━━ Provided data ━━
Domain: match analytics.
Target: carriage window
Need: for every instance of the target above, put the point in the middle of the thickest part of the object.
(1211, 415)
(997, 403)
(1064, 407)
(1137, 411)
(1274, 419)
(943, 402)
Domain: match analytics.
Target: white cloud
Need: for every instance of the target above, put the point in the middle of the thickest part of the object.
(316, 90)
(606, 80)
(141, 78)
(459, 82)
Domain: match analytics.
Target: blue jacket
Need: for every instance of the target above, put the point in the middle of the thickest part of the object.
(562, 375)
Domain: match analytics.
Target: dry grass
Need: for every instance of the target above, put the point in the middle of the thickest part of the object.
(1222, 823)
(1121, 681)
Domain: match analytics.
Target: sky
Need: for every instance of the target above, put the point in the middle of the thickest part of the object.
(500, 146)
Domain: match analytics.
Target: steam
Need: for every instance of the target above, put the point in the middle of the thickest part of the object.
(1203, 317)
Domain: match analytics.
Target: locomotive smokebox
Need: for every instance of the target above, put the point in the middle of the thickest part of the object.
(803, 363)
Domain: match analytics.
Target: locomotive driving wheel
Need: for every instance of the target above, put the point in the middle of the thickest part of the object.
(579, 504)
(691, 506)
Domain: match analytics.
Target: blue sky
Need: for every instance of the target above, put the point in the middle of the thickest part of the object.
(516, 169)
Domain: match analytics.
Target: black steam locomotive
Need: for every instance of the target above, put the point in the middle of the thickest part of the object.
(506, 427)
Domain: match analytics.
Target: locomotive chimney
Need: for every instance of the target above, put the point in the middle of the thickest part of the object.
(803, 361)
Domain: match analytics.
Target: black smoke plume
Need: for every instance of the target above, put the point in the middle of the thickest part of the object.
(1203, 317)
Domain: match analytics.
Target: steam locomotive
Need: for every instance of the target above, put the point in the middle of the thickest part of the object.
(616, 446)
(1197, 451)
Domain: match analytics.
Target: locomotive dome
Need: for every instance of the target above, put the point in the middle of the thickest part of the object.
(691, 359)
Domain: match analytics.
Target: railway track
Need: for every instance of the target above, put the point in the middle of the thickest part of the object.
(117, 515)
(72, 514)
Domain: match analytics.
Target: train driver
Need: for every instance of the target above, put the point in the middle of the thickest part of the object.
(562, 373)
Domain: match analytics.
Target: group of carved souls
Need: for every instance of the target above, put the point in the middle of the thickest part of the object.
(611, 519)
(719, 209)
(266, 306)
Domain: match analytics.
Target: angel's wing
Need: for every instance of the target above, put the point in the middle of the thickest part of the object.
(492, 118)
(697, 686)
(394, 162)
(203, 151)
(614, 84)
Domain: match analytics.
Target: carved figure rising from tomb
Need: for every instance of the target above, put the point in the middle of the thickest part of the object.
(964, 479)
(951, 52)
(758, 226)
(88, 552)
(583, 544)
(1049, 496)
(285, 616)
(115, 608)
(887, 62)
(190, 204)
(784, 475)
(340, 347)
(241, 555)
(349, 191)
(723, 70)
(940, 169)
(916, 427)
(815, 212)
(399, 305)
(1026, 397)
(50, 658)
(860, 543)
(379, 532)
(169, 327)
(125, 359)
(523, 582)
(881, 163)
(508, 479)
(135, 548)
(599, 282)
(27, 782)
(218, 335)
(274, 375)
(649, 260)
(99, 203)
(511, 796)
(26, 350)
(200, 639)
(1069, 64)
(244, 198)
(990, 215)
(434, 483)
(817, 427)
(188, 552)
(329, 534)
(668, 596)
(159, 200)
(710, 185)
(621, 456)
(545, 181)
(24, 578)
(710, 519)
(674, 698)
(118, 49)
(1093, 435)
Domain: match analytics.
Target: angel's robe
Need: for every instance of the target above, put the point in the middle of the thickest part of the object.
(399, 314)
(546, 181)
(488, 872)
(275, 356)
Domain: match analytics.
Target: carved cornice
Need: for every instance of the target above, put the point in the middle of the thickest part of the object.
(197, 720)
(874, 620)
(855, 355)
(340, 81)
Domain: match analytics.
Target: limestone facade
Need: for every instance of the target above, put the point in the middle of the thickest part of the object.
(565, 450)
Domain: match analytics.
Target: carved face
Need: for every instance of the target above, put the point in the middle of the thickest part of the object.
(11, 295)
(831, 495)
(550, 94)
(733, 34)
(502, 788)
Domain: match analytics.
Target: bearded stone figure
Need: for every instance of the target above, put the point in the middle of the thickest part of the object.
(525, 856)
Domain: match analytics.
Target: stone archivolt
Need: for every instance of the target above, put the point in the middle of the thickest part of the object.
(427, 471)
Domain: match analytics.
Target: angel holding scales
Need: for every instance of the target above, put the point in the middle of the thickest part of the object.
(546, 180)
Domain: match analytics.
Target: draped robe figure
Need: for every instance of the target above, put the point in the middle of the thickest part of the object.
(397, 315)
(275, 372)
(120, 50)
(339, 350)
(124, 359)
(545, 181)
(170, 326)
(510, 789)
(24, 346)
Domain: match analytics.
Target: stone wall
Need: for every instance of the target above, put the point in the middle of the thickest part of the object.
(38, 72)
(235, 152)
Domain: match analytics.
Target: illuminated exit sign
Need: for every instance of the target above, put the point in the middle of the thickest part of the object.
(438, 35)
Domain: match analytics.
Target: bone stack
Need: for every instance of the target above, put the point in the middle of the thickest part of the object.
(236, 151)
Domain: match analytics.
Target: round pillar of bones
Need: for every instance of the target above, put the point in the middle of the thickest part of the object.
━━━
What is required: Return the material in full, exactly as shown.

The answer:
Domain: match analytics.
Target: carriage window
Need: for every instance of the target above, put the point in the middle of the thickest part of the object.
(1211, 415)
(997, 403)
(1064, 407)
(1137, 411)
(1274, 419)
(943, 402)
Domain: match analytics.
Target: white cloud
Need: for every instance of the target above, put the point in the middle of the thickest part of the object.
(316, 90)
(606, 80)
(141, 78)
(459, 82)
Domain: match analytics.
Target: blue jacket
Need: for every instance of the target above, put the point in the middle of the thickest part of the object.
(562, 375)
Domain: match analytics.
Target: dry grass
Need: for every instance of the target above, put the point in the middle of the thickest part of the object.
(1222, 823)
(1121, 681)
Domain: match analytics.
Target: sky
Need: for every instance of the target above, put the point in the middle of the thickest part of the object.
(500, 146)
Domain: match analytics.
Target: steam
Need: for every instance of the target above, put the point in the middle of the thickest part of the object.
(1203, 317)
Domain: match analytics.
Target: locomotive smokebox
Need: for every instance of the target above, put the point in the middle of the thickest part of the object.
(803, 363)
Domain: match analytics.
Target: locomotive driving wheel
Need: for every instance of the target above, put the point in the middle of the thickest part of the object.
(579, 504)
(691, 506)
Domain: match analytics.
Target: blue sky
Need: for every instance of the target above, put the point in the middle of the thickest part of the object.
(516, 169)
Domain: match analytics.
Target: black steam locomotive
Need: for every instance of the target above, put the point in the middle of the thickest part of the object.
(506, 427)
Domain: match analytics.
Target: locomotive chimney
Need: for every instance of the target above, put the point in the middle of the thickest part of the object.
(803, 361)
Domain: match analytics.
Target: black smoke plume
Need: for every instance of the target above, put the point in the middle of the thickest part of the object.
(1203, 317)
Domain: match analytics.
Target: steam locomotive
Need: for every instance of the target above, put the point in the middle of the thickest part of the object.
(616, 446)
(1197, 451)
Domain: match analytics.
Target: locomotive dome
Need: for every instance of the target above, put the point in the middle of the thickest part of the object.
(691, 359)
Domain: match analytics.
Target: railway track
Need: for every instance of the target above, put the point in the middle of the thickest part of the object.
(117, 515)
(72, 514)
Domain: match analytics.
Target: train driver
Need: for every instance of the target above, put the point in the middle of the thickest part of the object.
(562, 373)
Domain: match analytics.
Target: group of carved souls
Need: for every instance of the target above, put the point in the middle of the thickest part of the object.
(611, 519)
(719, 209)
(266, 306)
Domain: match analytics.
Target: angel's wing
Need: for every instance of the target above, put the point in the middle of the thickest part of the object.
(492, 118)
(697, 686)
(394, 162)
(203, 151)
(614, 84)
Domain: match analytics.
Target: carved figure rising from tomb
Need: for every instance of the target above, put the point in the middle of the thickest part of the object.
(964, 479)
(951, 52)
(758, 226)
(88, 552)
(583, 544)
(1049, 496)
(285, 616)
(115, 608)
(887, 62)
(190, 204)
(784, 475)
(340, 347)
(241, 555)
(349, 191)
(723, 70)
(940, 169)
(916, 427)
(815, 212)
(399, 305)
(1026, 397)
(50, 658)
(860, 543)
(379, 532)
(169, 327)
(125, 359)
(523, 582)
(881, 163)
(508, 479)
(135, 548)
(599, 282)
(27, 782)
(218, 335)
(274, 375)
(649, 260)
(99, 203)
(511, 796)
(26, 350)
(200, 639)
(1069, 64)
(244, 198)
(990, 215)
(434, 483)
(817, 427)
(188, 552)
(329, 534)
(668, 596)
(159, 200)
(710, 185)
(621, 456)
(545, 181)
(24, 578)
(710, 519)
(674, 698)
(118, 49)
(1093, 435)
Domain: match analytics.
Target: angel's robe
Need: for every instance of the target above, put the point in the middle of the thickest part of the object.
(399, 314)
(546, 181)
(488, 872)
(275, 356)
Domain: match analytics.
Target: carved cornice
Need: for every instance of the target above, put the point in the middle of the thickest part of the object.
(197, 720)
(874, 620)
(855, 355)
(340, 81)
Domain: match analytics.
Target: limestone facade
Need: for every instance of the target above, put the point in the middle of the thickest part of the object.
(565, 450)
Domain: match analytics.
Target: carved face
Need: for every instance of the target above, put the point in the middle of the thickest part of the object.
(11, 295)
(831, 495)
(550, 94)
(733, 34)
(502, 788)
Domain: match analytics.
Target: bearded stone figure
Need: for every instance of the target above, put the point in the middle of the thickest part of the object.
(525, 856)
Domain: match analytics.
Target: stone archivolt
Need: for every instance of the target above, put the point in the middle of the thickest part of the object.
(427, 471)
Domain: match analytics.
Target: angel holding scales
Need: for every instance of the target above, put the point in the middle of the thickest part of the object.
(546, 180)
Domain: match analytics.
Target: draped robe figure
Need: for every instance of the target above, put the point in the middle of the thickest part of the object.
(397, 315)
(275, 372)
(120, 50)
(339, 350)
(124, 359)
(545, 181)
(170, 326)
(510, 789)
(24, 346)
Domain: match analytics.
Target: stone wall
Need: for every instance of the target above, put the point in the middle of the thickest part of the object.
(38, 72)
(235, 152)
Domain: match analytics.
Target: illuminated exit sign
Need: for every instance of the target above, put the point in the middle of the thickest part of the object.
(438, 35)
Domain: match analytics.
Target: bone stack
Need: for every instance of the target above, put the point in the middle of the thickest part of the object.
(236, 151)
Domain: match analytics.
Target: round pillar of bones
Need: for every instance of the target above, put the point in the middle of the thickest part of the object.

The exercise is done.